"""

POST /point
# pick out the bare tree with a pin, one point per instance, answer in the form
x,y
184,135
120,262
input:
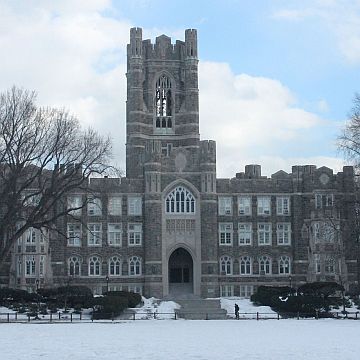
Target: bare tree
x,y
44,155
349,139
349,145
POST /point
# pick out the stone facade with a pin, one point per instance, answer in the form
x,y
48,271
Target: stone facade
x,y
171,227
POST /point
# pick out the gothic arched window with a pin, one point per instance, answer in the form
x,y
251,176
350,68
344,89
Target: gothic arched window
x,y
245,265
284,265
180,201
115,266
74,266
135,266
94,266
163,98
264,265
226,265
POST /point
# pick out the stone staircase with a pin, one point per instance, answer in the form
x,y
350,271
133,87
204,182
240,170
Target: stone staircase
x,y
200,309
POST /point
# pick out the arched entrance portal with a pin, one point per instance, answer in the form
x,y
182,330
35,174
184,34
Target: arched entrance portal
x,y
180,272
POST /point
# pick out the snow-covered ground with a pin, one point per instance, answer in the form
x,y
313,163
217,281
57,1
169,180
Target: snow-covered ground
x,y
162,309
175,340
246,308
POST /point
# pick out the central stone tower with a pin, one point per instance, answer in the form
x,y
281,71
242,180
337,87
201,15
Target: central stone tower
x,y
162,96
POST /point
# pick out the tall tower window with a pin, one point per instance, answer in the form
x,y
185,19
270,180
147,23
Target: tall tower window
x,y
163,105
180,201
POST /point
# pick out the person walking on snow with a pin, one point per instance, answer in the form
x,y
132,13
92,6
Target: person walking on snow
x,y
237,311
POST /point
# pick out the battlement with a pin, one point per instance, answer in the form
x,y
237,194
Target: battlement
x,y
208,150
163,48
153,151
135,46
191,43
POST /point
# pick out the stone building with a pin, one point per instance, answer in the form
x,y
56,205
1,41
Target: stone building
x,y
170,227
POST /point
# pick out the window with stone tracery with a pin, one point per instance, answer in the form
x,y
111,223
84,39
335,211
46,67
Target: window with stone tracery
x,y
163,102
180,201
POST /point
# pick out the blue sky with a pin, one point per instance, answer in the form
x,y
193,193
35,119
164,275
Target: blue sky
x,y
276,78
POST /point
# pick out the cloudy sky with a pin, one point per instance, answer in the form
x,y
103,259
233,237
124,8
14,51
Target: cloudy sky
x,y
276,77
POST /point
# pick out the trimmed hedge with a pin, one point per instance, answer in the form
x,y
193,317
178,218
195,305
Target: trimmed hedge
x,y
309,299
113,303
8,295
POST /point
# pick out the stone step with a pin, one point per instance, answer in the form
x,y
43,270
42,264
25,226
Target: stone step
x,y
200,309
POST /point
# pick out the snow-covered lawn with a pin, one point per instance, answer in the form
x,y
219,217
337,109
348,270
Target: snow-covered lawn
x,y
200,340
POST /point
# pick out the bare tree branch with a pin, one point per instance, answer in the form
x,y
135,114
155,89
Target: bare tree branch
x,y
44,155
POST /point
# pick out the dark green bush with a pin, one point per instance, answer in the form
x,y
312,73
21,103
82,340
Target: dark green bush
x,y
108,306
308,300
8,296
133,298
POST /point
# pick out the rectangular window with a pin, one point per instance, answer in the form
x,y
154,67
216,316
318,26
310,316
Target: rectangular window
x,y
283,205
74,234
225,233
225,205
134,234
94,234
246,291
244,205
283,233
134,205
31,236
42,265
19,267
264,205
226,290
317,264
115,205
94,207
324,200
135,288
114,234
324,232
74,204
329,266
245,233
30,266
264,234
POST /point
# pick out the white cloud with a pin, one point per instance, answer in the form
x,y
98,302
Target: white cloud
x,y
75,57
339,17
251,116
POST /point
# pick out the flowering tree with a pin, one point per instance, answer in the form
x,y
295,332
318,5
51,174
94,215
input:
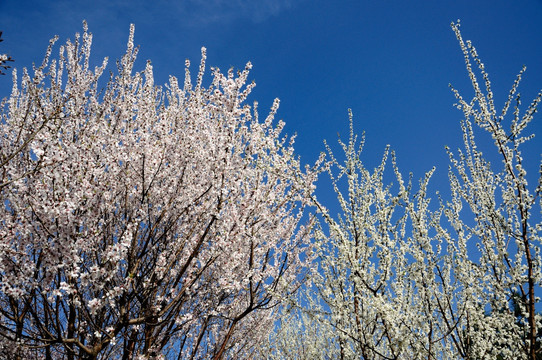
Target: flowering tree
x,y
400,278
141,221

"""

• **Assignment**: For the entries above, return an exact copy that omits the images.

• **Worked solution**:
POST /point
# pick out the bare tree with a pin, one point per instance, answer in the form
x,y
184,135
120,262
input:
Target: bare tree
x,y
44,155
349,139
349,145
POST /point
# pick out the stone facade with a pin, one point per instance, answer in the form
x,y
48,271
Target: stone facade
x,y
171,227
POST /point
# pick out the gothic arched window with a pin, one point per instance, answer in the form
x,y
251,176
350,68
344,89
Target: gothic arched window
x,y
245,265
284,265
180,201
115,266
74,266
135,266
94,266
163,98
264,265
226,265
POST /point
# pick out the stone staircase with a pin, one point per instance, answer in the form
x,y
350,271
133,87
204,182
240,170
Target: stone staircase
x,y
200,309
POST /point
# pick out the arched entrance portal with a pin, one point per instance, answer in the form
x,y
182,330
35,174
184,34
Target: arched entrance portal
x,y
180,272
POST /point
# pick out the snow-covered ground with a pin, one point per instance, answer in the form
x,y
313,163
217,281
57,1
169,180
Target: snow-covered ground
x,y
162,309
175,340
246,308
POST /point
# pick out the central stone tower with a pin, one point per instance, answer in the form
x,y
281,71
242,180
337,87
201,15
Target: central stone tower
x,y
162,96
POST /point
# pick out the tall tower window with a pin, one point per instance, answer in the form
x,y
185,19
270,180
147,23
Target: tall tower window
x,y
163,105
180,201
POST /point
# pick out the person walking on snow with a pin, one point per instance, answer in the form
x,y
132,13
92,6
Target: person walking on snow
x,y
237,311
POST /point
# pick out the battlement with a pin, one point per instance, answer in the form
x,y
237,194
Target: battlement
x,y
208,150
163,48
153,151
135,46
191,43
POST /point
# pick out the stone building with a pin, one point per instance, answer in the form
x,y
56,205
1,41
Target: stone building
x,y
170,227
POST /point
# pick out the window with stone tracery with a pin, one point per instance, answer in the form
x,y
111,223
84,39
335,211
46,67
Target: window with stone tracery
x,y
163,102
180,201
POST /point
# pick out the blue sky with a pin, one point per instance, answer in the form
x,y
193,193
35,119
164,275
Target: blue sky
x,y
276,78
POST /point
# pick out the cloudy sky with a pin, one point per instance, answer in the form
x,y
103,259
233,237
124,8
14,51
Target: cloudy sky
x,y
276,77
POST /point
# pick out the trimmed hedge with a pin, one point per instance, answer in the form
x,y
193,317
178,218
195,305
Target: trimmed hedge
x,y
309,299
113,303
8,295
POST /point
# pick out the stone step with a pin, one point per instance, answer in the form
x,y
43,270
42,264
25,226
Target: stone step
x,y
200,309
POST /point
# pick out the snow-covered lawn with a pin, one point per instance, answer in the form
x,y
219,217
337,109
348,270
Target: snow-covered lawn
x,y
200,340
POST /point
# pick out the bare tree branch with a pin, one point per instance, answer in the form
x,y
135,114
155,89
Target: bare tree branch
x,y
44,155
POST /point
# pick out the dark green bush with a pin, one point per instance, answer in the form
x,y
312,73
21,103
82,340
Target: dark green bush
x,y
108,306
308,300
8,296
133,298
POST /point
# pick out the rectangular window with a pin, one point per instance, answer in the form
x,y
154,67
216,316
318,26
310,316
Target: rectangular window
x,y
283,205
74,234
225,233
225,205
134,234
94,234
246,291
244,205
283,233
134,205
31,236
42,265
19,267
264,205
226,290
317,264
115,205
94,207
324,200
135,288
114,234
324,232
74,204
329,266
245,233
30,266
264,234
POST /point
# pick out the white cloud with a pin, one point per instance, answer in the form
x,y
98,302
Target: white cloud
x,y
75,57
339,17
251,116
POST /point
# pick out the flowering tree with a pin, one point per instance, answer in the form
x,y
295,332
318,5
51,174
94,215
input:
Target: flowering tree
x,y
400,278
141,221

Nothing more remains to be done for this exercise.